### ACTIVITIES
a) According to the essay on the healing power of babies, where were the gravely injured soldiers from the Vietnam conflict shipped?
b) Write the next part of the essay on the healing power of babies, picking up after its final sentence.

### EXERCISE TEXT
== Segment start ==
The Healing Power of Babies

Matthew Habiger OSB, PhD
Permission Granted

Have you ever wondered what a baby thinks about, or what transpires in a baby's mind? There was a time when I was completely baffled by babies. I didn't know how to talk to them, relate to them or even understand them. I often wondered how mothers knew what their babies needed, where they were hurting, or how to please them, since they could not communicate with them by intelligent speech.

Never did I think, when I was ordained in 1968, that the time would come when I would work for babies and come to know them quite well. I have learned that babies have a mind and will of their own, that their personalities emerge early on, and that communicating through the heart takes precedence over the mind and mouth.

Babies are easy to satisfy. Just be present to them, love them, care for them and appreciate them for the irreplaceable gifts they are. Babies give more of themselves than they receive from us. Notice what their smiles do to you on a dismal day. Notice how the attention of a crowd automatically turns to them in a crowded room or on the sidewalk. The absence of babies leaves a feeling of incompleteness and sterility.

Here is a powerful anecdote that speaks to the remarkable power of babies to transform and heal. A number of years ago, during the Vietnam conflict, a number of gravely injured soldiers were shipped to a hospital in San Diego. What they shared in common was that they had lost all of their arms and legs. They were lying on beds with simply their heads and torsos. They had fallen into such a profound depression that they simply could not speak. The nurse on the floor tried everything to get them out of their depression, but she failed.
== Segment end ==
### DATA FOR ANALYSIS
== Segment start ==
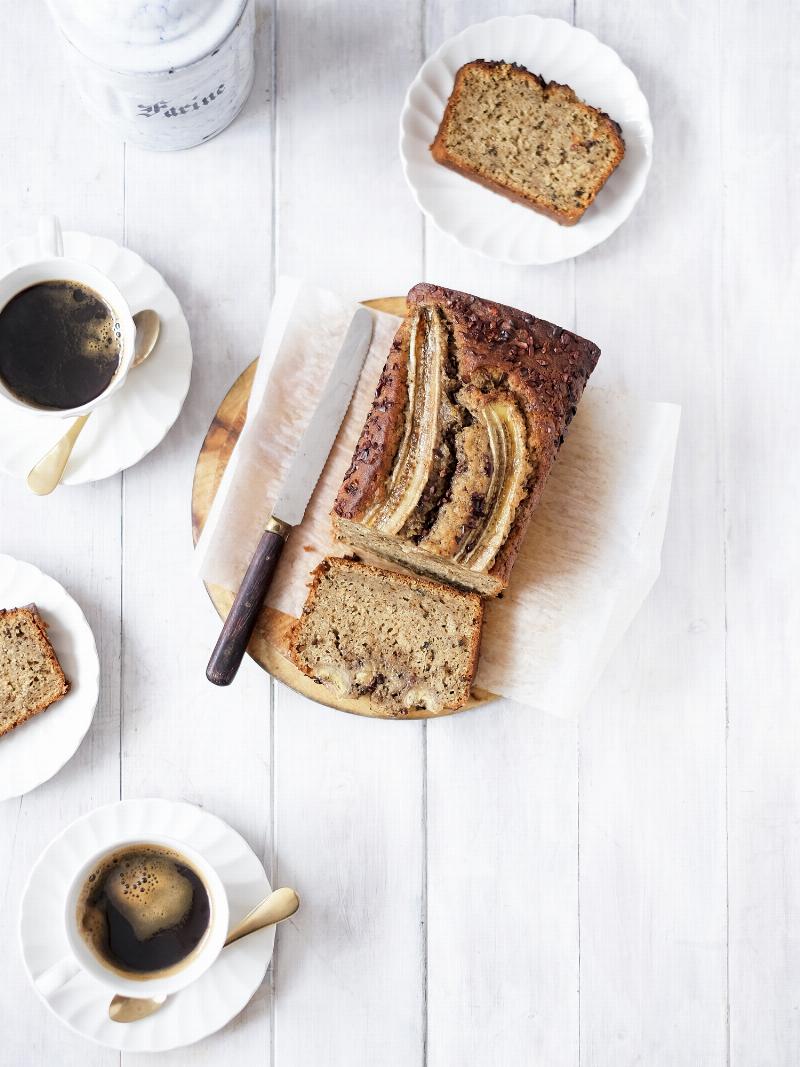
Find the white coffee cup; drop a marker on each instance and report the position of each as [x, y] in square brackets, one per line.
[53, 266]
[80, 956]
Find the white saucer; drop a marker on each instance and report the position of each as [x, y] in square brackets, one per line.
[132, 421]
[195, 1012]
[490, 223]
[35, 750]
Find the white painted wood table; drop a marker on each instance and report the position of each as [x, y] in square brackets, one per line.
[498, 887]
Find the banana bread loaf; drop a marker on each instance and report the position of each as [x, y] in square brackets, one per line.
[467, 418]
[400, 640]
[31, 678]
[529, 140]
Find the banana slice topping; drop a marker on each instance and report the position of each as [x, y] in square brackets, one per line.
[427, 354]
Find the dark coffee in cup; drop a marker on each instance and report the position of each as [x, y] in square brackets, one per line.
[60, 345]
[143, 910]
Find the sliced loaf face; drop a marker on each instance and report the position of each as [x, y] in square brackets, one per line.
[530, 140]
[31, 678]
[466, 421]
[405, 643]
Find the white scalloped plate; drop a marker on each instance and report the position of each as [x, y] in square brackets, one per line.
[37, 749]
[200, 1009]
[484, 221]
[132, 421]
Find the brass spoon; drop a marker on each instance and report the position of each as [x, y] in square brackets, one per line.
[272, 909]
[46, 475]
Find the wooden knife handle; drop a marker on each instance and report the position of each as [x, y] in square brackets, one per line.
[240, 623]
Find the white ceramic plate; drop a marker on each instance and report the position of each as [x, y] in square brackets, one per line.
[490, 223]
[132, 421]
[38, 748]
[192, 1014]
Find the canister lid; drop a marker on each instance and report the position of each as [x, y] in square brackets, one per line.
[145, 37]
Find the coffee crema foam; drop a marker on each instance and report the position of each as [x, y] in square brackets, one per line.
[143, 910]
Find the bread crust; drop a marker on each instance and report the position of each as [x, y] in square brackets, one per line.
[52, 659]
[544, 366]
[440, 153]
[410, 580]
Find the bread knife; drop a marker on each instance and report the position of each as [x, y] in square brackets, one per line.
[296, 492]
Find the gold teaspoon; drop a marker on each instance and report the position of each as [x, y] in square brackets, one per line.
[46, 475]
[272, 909]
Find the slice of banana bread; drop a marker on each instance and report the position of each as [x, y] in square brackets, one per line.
[400, 640]
[530, 140]
[31, 678]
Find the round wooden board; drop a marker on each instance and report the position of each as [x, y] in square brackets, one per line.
[268, 646]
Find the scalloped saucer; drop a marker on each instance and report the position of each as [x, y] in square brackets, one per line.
[37, 749]
[484, 221]
[131, 423]
[200, 1009]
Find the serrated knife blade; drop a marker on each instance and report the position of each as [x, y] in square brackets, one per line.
[319, 435]
[296, 492]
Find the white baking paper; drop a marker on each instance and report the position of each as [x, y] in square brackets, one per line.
[589, 558]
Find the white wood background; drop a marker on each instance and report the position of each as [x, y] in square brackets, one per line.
[499, 887]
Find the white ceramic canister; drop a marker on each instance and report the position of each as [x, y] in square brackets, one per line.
[162, 74]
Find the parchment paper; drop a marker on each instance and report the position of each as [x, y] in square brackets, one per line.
[591, 553]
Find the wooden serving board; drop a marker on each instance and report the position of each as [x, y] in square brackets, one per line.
[269, 646]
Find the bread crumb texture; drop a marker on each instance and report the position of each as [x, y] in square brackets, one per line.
[531, 140]
[404, 642]
[31, 678]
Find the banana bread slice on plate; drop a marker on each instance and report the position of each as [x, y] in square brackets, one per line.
[400, 640]
[467, 418]
[31, 678]
[532, 141]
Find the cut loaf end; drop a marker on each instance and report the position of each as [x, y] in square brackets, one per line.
[532, 141]
[402, 641]
[31, 678]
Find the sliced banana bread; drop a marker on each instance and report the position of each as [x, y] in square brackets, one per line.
[400, 640]
[31, 678]
[530, 140]
[467, 418]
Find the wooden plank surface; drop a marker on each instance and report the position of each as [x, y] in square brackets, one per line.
[499, 887]
[761, 271]
[653, 960]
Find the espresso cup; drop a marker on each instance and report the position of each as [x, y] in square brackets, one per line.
[81, 957]
[53, 266]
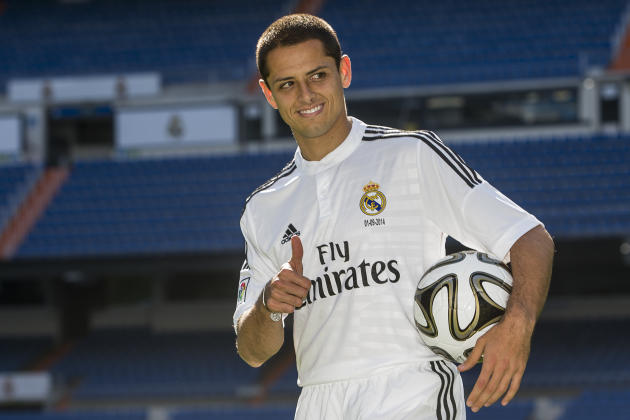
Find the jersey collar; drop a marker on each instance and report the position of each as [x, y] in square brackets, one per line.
[335, 157]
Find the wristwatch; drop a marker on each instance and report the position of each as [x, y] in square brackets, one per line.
[275, 316]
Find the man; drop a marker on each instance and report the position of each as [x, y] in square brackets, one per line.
[341, 236]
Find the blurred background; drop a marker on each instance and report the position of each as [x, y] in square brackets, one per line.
[132, 131]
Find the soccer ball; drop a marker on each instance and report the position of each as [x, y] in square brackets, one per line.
[458, 300]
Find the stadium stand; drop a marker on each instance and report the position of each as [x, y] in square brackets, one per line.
[402, 44]
[19, 352]
[77, 415]
[609, 405]
[135, 363]
[13, 177]
[436, 43]
[168, 205]
[193, 40]
[578, 186]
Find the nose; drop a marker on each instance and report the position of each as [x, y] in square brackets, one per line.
[306, 94]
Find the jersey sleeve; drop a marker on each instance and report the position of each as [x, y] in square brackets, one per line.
[256, 271]
[465, 206]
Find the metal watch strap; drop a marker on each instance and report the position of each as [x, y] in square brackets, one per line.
[275, 316]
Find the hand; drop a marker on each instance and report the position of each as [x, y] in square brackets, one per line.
[288, 289]
[505, 350]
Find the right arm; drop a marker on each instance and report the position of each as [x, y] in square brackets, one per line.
[258, 337]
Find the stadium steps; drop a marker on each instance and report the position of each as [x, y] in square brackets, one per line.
[31, 209]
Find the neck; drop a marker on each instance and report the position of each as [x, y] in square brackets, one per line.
[314, 149]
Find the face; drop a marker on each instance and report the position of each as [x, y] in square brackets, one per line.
[306, 88]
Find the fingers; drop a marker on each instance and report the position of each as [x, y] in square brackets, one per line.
[474, 356]
[297, 252]
[515, 385]
[284, 297]
[493, 382]
[474, 399]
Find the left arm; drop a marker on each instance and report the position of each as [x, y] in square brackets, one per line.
[505, 347]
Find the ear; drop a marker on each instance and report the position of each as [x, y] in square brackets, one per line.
[345, 69]
[268, 94]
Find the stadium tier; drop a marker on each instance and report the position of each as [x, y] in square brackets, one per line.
[160, 206]
[609, 405]
[76, 415]
[138, 364]
[398, 43]
[19, 352]
[577, 186]
[13, 178]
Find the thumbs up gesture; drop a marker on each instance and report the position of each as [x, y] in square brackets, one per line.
[288, 289]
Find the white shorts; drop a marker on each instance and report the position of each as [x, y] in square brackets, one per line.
[431, 390]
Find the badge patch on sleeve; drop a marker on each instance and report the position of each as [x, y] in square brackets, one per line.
[242, 289]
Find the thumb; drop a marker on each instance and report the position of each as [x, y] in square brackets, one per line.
[474, 357]
[297, 252]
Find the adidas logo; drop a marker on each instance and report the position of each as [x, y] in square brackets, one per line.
[289, 233]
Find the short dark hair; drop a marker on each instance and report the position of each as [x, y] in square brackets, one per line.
[294, 29]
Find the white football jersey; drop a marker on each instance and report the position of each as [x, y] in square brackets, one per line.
[372, 215]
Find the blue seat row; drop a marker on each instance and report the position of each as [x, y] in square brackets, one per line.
[392, 44]
[577, 186]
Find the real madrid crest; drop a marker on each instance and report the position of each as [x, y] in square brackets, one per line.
[373, 202]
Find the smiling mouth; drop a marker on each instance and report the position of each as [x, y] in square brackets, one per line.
[311, 111]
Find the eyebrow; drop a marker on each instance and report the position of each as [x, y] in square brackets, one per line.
[315, 70]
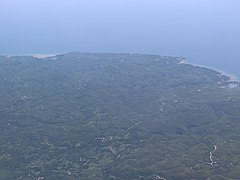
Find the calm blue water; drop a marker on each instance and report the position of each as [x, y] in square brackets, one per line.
[206, 32]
== Segment end ==
### WRITTEN ANSWERS
a) To a hospital in San Diego.

b)
Finally, in creative frustration, she called the other nurses together and said, "Gather up all of the terminally ill babies in the hospital and strap them face down to the torsos of these veterans." As she left the room, she said to the veterans, "Gentlemen, these babies are dying. Most have no visitors or anyone to love them. There is no one to bond with them, and you have nothing to do. YOUR JOB IS TO LOVE THESE BABIES!"

The nurses left the room. They did this day after day. In less than one week, the soldiers had escaped their depression and were taking care of the babies. Each man initially fought it, but every time he opened his eyes, the eyes of a little baby were penetrating his soul, looking for that heart of compassion that had to be in there.

I think that babies can accept the reality of dying if they are surrounded by our love and caring. But think of the tragic rejection these most innocent and vulnerable ones must feel when they sense they are unwanted, unloved and disposable.

If you want to be a more effective champion of life, then learn from a baby how to be warm hearted, open to the mystery of life and more fully human. Their natural goodness helps us to understand the evil of all the methods men have devised to destroy human fertility and nascent human life.